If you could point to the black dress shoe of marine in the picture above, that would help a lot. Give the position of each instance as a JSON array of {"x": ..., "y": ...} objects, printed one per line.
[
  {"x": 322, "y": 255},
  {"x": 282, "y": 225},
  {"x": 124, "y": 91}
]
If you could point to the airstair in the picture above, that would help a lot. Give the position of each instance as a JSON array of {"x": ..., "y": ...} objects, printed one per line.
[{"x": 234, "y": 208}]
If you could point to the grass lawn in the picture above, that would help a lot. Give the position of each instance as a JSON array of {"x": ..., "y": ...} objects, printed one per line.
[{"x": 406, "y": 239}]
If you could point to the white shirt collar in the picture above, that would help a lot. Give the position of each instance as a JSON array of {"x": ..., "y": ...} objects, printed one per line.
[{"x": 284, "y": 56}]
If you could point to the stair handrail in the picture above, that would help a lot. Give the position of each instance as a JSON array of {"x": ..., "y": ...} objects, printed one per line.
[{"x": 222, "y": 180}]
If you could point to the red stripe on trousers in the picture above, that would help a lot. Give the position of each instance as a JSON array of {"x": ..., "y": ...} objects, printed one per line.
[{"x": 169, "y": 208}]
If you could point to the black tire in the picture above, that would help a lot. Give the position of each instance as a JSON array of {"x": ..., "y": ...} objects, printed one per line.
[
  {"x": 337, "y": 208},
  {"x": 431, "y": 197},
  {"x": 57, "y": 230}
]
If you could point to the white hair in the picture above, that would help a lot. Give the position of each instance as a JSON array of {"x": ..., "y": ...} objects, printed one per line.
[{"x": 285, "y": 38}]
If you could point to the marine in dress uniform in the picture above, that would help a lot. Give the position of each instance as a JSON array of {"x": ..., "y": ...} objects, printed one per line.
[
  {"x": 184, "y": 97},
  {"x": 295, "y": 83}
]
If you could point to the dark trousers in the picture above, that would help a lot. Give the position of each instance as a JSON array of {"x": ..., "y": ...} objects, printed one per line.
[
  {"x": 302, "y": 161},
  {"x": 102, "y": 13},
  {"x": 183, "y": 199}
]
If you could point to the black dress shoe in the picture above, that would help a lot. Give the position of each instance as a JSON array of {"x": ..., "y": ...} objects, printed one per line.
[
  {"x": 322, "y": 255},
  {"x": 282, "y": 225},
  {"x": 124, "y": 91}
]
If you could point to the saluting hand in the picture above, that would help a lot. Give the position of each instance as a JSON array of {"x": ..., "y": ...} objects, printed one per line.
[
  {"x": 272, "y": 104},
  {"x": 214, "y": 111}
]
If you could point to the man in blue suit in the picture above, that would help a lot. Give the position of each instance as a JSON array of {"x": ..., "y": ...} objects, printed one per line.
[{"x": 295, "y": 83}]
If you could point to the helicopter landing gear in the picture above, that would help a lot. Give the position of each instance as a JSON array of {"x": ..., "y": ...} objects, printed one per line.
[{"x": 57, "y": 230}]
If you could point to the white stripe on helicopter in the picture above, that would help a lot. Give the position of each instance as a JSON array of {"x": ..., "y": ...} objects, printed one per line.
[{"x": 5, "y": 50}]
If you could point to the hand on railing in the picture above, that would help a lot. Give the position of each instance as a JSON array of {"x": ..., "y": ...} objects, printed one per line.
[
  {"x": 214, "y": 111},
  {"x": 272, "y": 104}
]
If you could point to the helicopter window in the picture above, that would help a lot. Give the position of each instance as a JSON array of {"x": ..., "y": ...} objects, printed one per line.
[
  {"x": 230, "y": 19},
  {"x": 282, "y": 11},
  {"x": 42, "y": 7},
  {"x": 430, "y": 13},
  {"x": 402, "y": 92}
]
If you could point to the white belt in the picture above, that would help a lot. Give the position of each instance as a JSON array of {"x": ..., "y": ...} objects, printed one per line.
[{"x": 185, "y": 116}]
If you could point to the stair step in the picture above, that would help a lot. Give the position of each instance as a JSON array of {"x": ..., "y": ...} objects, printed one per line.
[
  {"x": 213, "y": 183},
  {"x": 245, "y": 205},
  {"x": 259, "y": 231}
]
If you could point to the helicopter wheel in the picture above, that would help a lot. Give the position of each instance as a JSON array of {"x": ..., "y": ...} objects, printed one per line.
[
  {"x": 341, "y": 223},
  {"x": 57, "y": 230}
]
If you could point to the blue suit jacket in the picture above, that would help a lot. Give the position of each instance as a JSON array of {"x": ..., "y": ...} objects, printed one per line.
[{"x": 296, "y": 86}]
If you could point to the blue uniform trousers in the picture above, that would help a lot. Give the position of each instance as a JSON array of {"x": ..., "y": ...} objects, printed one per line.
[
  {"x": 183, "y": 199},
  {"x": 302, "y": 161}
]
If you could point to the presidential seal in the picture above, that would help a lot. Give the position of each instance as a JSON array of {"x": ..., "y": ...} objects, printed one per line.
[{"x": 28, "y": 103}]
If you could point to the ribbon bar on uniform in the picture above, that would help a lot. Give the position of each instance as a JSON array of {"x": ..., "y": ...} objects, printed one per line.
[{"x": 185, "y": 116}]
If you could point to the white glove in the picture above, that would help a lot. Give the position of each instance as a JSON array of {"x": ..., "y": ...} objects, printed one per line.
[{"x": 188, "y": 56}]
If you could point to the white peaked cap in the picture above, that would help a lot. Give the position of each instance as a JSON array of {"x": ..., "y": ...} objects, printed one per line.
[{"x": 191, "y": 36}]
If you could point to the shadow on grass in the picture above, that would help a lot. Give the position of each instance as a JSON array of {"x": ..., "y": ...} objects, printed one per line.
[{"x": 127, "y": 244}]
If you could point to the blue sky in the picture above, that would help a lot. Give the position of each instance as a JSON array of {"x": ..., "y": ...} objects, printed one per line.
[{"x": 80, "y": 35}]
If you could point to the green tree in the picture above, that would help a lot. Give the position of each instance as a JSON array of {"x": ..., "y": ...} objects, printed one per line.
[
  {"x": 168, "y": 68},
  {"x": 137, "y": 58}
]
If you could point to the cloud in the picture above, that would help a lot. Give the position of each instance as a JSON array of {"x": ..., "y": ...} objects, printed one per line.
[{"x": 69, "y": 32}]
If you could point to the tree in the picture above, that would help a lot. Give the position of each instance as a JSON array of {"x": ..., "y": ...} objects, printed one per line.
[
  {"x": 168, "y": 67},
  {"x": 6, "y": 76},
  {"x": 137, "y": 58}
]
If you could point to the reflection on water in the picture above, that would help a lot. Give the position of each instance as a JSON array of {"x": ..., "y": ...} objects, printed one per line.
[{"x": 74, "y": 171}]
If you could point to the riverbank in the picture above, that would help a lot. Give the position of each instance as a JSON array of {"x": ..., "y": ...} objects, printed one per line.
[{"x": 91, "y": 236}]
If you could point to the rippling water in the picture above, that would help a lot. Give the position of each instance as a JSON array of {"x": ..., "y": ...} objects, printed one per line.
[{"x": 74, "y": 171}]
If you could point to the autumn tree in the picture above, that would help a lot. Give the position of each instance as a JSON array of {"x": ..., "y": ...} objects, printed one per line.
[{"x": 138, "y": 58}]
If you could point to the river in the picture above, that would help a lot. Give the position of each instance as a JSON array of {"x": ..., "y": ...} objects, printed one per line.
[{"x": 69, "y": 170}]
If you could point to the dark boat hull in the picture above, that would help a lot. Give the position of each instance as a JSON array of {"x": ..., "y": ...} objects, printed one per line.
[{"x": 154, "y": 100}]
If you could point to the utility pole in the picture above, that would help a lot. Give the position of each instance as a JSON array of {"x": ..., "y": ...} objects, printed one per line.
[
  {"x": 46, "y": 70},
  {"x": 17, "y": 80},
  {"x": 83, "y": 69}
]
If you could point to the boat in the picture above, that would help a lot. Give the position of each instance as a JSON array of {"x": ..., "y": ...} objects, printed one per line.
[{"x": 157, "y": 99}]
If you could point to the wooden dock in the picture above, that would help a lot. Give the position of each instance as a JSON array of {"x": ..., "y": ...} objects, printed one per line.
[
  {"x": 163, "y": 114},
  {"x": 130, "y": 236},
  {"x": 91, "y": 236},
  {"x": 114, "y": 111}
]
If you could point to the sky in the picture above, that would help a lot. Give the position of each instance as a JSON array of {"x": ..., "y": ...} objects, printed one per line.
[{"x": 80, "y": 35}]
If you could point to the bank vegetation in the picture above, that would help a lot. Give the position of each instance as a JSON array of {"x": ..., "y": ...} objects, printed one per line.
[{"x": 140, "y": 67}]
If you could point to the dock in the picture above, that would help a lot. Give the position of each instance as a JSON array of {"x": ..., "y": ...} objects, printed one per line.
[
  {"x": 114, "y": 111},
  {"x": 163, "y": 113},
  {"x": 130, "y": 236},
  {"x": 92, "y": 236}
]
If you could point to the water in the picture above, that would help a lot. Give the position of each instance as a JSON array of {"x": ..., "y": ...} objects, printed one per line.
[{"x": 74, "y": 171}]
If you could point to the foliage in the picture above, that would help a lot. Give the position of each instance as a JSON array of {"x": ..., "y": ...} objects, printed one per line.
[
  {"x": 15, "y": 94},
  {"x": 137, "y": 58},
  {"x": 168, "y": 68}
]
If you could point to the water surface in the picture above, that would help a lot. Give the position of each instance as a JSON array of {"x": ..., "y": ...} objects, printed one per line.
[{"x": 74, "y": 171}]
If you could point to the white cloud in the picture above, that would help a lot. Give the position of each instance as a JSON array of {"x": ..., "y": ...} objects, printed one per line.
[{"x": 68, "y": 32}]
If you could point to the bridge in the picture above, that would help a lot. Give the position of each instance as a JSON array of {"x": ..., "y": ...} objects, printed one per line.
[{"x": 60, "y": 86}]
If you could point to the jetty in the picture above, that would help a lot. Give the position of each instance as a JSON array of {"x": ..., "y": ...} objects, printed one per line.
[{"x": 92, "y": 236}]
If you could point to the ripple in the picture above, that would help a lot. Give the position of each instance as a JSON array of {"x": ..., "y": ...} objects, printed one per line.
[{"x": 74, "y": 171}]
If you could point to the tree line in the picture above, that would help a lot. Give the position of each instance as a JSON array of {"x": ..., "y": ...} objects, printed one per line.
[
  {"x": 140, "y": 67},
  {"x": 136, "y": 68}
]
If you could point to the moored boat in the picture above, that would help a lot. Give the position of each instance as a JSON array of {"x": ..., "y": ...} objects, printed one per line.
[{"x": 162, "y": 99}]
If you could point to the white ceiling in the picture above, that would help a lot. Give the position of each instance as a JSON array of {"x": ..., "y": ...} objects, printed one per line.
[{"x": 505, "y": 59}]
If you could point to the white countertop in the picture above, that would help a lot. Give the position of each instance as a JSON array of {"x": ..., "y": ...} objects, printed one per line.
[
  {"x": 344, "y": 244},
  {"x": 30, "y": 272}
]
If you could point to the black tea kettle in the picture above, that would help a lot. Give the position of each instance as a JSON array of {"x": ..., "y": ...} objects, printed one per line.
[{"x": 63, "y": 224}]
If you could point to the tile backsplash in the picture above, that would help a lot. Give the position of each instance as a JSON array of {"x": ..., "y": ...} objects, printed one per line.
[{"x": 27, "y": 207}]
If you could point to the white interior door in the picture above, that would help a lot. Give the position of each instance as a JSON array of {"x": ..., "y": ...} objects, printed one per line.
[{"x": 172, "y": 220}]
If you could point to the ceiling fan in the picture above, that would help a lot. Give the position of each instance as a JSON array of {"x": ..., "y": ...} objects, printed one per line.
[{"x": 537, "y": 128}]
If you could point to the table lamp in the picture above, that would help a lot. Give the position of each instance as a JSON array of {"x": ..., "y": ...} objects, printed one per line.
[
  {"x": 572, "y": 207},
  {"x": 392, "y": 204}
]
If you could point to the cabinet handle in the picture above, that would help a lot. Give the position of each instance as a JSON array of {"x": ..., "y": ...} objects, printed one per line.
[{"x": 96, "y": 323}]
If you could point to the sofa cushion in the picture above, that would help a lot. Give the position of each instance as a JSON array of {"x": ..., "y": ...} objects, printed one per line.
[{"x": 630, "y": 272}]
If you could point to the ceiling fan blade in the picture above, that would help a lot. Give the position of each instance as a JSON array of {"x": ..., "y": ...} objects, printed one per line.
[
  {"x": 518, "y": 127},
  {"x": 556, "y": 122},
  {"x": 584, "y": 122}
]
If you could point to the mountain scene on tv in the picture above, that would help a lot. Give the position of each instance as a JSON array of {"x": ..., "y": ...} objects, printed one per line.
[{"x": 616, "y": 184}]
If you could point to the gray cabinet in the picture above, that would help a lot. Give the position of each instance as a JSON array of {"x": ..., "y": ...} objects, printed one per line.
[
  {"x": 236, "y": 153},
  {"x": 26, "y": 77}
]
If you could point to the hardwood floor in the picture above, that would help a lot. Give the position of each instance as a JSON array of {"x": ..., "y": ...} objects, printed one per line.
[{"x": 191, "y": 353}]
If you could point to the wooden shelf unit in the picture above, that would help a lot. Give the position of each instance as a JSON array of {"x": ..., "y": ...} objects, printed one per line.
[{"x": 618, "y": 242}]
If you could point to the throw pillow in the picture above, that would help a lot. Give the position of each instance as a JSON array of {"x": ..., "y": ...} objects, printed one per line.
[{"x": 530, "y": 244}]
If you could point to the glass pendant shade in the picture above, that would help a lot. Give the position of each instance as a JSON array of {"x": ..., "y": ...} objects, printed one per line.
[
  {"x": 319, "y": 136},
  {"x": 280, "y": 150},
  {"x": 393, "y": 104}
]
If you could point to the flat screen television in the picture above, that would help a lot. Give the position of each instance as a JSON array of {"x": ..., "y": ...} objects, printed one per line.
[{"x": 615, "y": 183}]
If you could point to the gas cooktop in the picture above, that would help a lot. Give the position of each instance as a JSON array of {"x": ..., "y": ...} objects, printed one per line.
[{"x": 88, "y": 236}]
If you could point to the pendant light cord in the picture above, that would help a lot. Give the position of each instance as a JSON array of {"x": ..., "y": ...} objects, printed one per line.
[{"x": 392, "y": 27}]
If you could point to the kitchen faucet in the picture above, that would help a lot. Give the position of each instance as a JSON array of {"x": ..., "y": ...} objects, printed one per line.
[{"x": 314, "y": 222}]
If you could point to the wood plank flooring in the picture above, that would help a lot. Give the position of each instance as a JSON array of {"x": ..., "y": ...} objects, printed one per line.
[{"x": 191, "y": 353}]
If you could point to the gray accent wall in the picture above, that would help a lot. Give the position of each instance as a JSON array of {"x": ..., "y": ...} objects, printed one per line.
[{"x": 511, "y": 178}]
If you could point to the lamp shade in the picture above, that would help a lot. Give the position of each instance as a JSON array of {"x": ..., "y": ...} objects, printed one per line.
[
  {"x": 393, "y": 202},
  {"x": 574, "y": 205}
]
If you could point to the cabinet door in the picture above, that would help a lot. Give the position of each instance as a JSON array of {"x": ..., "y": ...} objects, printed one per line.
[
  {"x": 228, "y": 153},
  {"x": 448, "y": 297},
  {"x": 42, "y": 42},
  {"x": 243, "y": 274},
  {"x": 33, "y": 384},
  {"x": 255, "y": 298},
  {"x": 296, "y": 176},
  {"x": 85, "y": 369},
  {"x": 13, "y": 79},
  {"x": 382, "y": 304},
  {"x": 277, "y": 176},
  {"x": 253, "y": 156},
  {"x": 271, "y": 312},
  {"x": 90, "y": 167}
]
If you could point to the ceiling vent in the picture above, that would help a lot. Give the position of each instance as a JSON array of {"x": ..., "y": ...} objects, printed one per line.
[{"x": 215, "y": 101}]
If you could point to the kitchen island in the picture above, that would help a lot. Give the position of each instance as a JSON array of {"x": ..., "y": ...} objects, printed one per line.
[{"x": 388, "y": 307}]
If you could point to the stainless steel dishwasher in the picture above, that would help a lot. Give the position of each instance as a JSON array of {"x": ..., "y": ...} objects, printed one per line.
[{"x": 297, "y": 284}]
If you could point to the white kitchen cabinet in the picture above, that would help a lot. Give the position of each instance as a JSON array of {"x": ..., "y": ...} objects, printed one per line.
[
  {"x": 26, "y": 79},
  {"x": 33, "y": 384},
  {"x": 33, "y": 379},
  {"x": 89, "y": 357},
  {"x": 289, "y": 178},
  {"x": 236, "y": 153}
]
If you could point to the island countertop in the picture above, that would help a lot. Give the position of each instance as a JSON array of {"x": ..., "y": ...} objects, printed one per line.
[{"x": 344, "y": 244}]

######

Problem to work on
The expected answer is a word-for-word copy of every line from the one that contains "If you could point to the island" through the final line of the material.

Result
If you could point to the island countertop in the picture above, that would help a lot. Give the position of each instance as a JSON array of {"x": ..., "y": ...} objects, printed one per line.
[{"x": 344, "y": 244}]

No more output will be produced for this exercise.